> What you are asked to do: Return the listing below verbatim. Pictures do not belong in the copy.

Spatial annotation records:

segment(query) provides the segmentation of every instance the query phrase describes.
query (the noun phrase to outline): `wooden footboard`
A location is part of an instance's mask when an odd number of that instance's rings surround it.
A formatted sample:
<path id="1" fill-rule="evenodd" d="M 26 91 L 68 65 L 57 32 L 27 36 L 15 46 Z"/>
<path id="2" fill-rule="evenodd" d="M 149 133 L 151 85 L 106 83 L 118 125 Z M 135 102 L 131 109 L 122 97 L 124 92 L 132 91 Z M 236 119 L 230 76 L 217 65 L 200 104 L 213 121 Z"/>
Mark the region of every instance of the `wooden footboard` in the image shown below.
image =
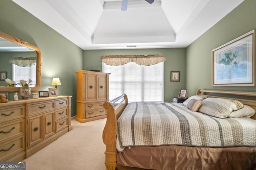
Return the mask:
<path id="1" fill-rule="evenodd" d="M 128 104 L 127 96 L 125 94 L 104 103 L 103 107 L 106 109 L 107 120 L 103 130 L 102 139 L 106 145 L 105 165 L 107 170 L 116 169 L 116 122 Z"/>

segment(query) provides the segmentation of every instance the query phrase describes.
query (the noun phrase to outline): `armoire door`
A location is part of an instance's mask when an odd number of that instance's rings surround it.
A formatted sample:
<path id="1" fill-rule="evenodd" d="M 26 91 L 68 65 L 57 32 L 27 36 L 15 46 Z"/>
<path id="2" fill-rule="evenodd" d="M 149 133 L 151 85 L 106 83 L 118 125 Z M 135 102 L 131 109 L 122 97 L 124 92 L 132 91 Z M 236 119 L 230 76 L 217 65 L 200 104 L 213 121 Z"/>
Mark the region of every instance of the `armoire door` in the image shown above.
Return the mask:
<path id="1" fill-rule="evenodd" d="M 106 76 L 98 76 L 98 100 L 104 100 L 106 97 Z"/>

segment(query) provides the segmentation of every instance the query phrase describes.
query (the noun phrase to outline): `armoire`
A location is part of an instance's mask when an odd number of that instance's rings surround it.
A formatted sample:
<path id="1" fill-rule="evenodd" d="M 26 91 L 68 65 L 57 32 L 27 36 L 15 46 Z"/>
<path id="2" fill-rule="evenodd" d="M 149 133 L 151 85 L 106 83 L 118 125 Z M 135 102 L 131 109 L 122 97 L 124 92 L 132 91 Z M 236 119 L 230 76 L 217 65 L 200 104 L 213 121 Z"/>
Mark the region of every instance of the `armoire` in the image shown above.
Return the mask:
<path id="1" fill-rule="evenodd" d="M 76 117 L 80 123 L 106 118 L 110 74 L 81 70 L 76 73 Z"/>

> The solution:
segment(query) provides the segmentation of every instance the query phrase describes.
query (the noun phrase to outline): `wooden footboard`
A location is part of an instance's mask when an odd number of that instance's rings surround it.
A formatted sample:
<path id="1" fill-rule="evenodd" d="M 26 91 L 68 65 L 57 32 L 27 36 L 15 46 Z"/>
<path id="2" fill-rule="evenodd" d="M 149 133 L 151 85 L 106 83 L 118 125 Z M 135 102 L 131 109 L 122 97 L 124 92 L 132 91 Z M 236 119 L 230 76 L 217 65 L 200 104 L 213 121 Z"/>
Mark the region of every instance of the `wooden footboard` in the image shown below.
image =
Return the mask:
<path id="1" fill-rule="evenodd" d="M 128 104 L 127 96 L 125 94 L 104 103 L 103 107 L 106 109 L 107 120 L 103 130 L 102 139 L 106 145 L 105 165 L 107 170 L 116 169 L 116 122 Z"/>

segment(query) provides the segmentation of every instance the query phrase describes.
query (the noun phrase to outline): `armoire door`
A location is part of an instance's mask when an odd number of that instance's rings surround it.
A formatted sample:
<path id="1" fill-rule="evenodd" d="M 26 91 L 68 65 L 57 32 L 27 36 L 15 46 Z"/>
<path id="2" fill-rule="evenodd" d="M 149 133 L 151 85 L 106 83 L 118 125 Z M 135 102 L 131 109 L 122 97 L 124 92 L 132 91 Z M 236 119 L 230 76 L 217 65 L 200 104 L 213 121 Z"/>
Mark the region of every instance of the `armoire door` in the image shown above.
Return the mask:
<path id="1" fill-rule="evenodd" d="M 106 76 L 98 76 L 98 100 L 104 100 L 106 97 Z"/>

segment(query) provides the segmentation of every instance the query phrase describes.
query (the noun phrase to outline): `armoire`
A location is part of an instance's mask when an odd number of that instance's rings surround it.
A formatted sample:
<path id="1" fill-rule="evenodd" d="M 26 91 L 68 65 L 57 32 L 27 36 L 15 46 Z"/>
<path id="2" fill-rule="evenodd" d="M 149 133 L 151 85 L 106 83 L 118 125 Z M 135 102 L 131 109 L 122 97 L 124 92 L 132 91 Z M 236 119 L 230 76 L 217 65 L 200 104 L 213 121 Z"/>
Mark the region of every instance of the `armoire` in the image shown above.
Return the mask:
<path id="1" fill-rule="evenodd" d="M 76 117 L 80 123 L 106 118 L 110 74 L 81 70 L 76 73 Z"/>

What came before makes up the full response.